Japanese food manufacturing company

Nisshin Seifun Group Inc. (株式会社日清製粉グループ本社, Kabushikigaisha Nisshin Seifun Gurūpu Honsha) is a Japanese food manufacturing company headquartered in Chiyoda-ku, Tokyo, Japan with overseas operations. Nisshin Seifun is listed on the Nikkei 225.

Founded in 1900, the company is currently headed by chairman Osamu Shoda, the younger brother of Empress Michiko, and president Hiroshi Oeda.

==Subsidiaries==

Subsidiary of Nisshin Seifun Group include:

- Nisshin Flour Milling Company
- Nisshin Seifun Welna Inc
- Nisshin Pharma Inc
- Nisshin Petfoods Inc
- Nisshin Engineering Inc
- Oriental Yeast Company Limited
- NBC Meshtec Inc — screen-printing materials, mesh products
- Initio Food Inc — ready to eat foods
- Rogers Foods Ltd. — milled products; plants in Armstrong and Chilliwack, Canada
- Allied Pinnacle, Australia.

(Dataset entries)
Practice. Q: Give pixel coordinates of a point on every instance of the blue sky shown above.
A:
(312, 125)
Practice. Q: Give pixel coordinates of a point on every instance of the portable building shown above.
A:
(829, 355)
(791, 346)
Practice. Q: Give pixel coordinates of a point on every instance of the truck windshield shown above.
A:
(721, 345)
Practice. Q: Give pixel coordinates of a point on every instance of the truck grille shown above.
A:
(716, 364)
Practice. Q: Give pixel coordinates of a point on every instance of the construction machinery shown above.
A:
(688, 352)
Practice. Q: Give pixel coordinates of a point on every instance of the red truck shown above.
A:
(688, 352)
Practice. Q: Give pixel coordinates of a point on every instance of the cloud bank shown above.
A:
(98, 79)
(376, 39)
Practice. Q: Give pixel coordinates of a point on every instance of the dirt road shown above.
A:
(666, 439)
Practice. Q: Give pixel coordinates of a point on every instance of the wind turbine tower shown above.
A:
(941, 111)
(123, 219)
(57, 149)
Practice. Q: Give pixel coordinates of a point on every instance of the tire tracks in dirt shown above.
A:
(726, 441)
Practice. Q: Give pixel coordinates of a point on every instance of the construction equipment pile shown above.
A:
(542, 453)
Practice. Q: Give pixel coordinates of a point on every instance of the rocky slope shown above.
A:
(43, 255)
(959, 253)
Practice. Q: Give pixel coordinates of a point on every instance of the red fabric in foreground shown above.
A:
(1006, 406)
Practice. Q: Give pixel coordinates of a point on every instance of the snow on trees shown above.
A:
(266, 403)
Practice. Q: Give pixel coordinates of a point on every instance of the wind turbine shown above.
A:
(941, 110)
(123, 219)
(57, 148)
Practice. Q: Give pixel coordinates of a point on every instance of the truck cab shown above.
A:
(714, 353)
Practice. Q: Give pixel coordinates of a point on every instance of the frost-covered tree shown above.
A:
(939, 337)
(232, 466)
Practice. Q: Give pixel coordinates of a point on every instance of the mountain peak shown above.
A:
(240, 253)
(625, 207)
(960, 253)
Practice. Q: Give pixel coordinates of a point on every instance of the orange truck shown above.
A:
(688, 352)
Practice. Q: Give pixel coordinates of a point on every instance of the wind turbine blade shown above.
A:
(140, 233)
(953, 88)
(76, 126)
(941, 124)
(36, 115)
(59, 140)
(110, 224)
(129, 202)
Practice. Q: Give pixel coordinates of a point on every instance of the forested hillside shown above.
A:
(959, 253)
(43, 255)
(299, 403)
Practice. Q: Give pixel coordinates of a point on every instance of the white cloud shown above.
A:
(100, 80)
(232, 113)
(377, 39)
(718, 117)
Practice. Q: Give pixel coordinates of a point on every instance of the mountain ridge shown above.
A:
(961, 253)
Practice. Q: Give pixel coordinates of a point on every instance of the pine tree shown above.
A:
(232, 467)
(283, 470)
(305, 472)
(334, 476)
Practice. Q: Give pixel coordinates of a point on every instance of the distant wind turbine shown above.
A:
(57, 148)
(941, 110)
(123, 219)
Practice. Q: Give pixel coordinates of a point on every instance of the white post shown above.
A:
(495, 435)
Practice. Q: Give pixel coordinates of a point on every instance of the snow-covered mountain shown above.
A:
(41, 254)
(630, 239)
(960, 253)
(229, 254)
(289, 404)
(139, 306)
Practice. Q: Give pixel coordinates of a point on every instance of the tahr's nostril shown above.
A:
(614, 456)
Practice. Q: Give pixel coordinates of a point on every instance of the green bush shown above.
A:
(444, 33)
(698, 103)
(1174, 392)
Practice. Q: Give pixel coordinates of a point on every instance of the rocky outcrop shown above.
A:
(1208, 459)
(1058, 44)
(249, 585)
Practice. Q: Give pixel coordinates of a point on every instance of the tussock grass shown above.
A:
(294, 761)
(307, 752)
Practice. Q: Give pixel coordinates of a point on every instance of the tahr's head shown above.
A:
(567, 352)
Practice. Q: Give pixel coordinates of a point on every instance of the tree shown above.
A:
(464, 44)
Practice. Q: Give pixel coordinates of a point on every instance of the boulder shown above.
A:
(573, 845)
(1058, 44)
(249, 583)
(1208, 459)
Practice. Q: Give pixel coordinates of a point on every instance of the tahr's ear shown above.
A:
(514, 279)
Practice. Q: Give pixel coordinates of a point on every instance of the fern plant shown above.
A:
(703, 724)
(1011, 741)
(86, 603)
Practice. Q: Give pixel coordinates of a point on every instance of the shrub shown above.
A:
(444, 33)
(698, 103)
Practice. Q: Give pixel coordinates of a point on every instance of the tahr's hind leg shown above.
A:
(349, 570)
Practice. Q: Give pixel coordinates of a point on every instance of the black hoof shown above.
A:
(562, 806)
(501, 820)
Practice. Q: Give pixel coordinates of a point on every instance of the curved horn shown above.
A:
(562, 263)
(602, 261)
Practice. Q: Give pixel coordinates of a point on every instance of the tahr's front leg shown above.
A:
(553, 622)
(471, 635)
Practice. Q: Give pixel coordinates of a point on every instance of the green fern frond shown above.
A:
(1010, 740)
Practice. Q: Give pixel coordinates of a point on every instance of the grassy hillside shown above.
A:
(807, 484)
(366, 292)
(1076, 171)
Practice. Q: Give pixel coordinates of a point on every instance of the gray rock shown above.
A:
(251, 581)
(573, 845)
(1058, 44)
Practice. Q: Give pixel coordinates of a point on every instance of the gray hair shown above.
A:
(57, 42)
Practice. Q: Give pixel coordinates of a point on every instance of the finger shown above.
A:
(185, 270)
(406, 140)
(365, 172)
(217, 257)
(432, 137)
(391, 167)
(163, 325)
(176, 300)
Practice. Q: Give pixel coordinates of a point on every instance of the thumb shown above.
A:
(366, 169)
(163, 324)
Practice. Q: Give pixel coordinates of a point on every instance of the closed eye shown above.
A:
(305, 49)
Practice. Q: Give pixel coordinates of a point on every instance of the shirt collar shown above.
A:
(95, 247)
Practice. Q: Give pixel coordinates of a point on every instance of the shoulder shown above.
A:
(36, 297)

**EXERCISE 1**
Answer these questions using the Nisshin Seifun Group profile:
(a) In which city ward is the company headquartered?
(b) In what year was the company founded?
(c) Where are the plants of Rogers Foods Ltd. located?
**EXERCISE 2**
Pick up the Nisshin Seifun Group profile after its last line and continue writing it.
The dataset entries are not needed here.

**EXERCISE RESULT 1**
(a) Chiyoda-ku, Tokyo, Japan
(b) 1900
(c) Armstrong and Chilliwack, Canada

**EXERCISE RESULT 2**
==Operations==

Nisshin Seifun has operations outside Japan:

- Germany - offices
- Canada - production plants
- US - offices and production plants
- China - offices and production plants
- Thailand - production plants
- Netherlands - offices
- New Zealand - production plants
- Indonesia - offices
- Australia - offices, mills and bakeries

==Trademarks==

Nisshin Seifun holds the Welna trademark.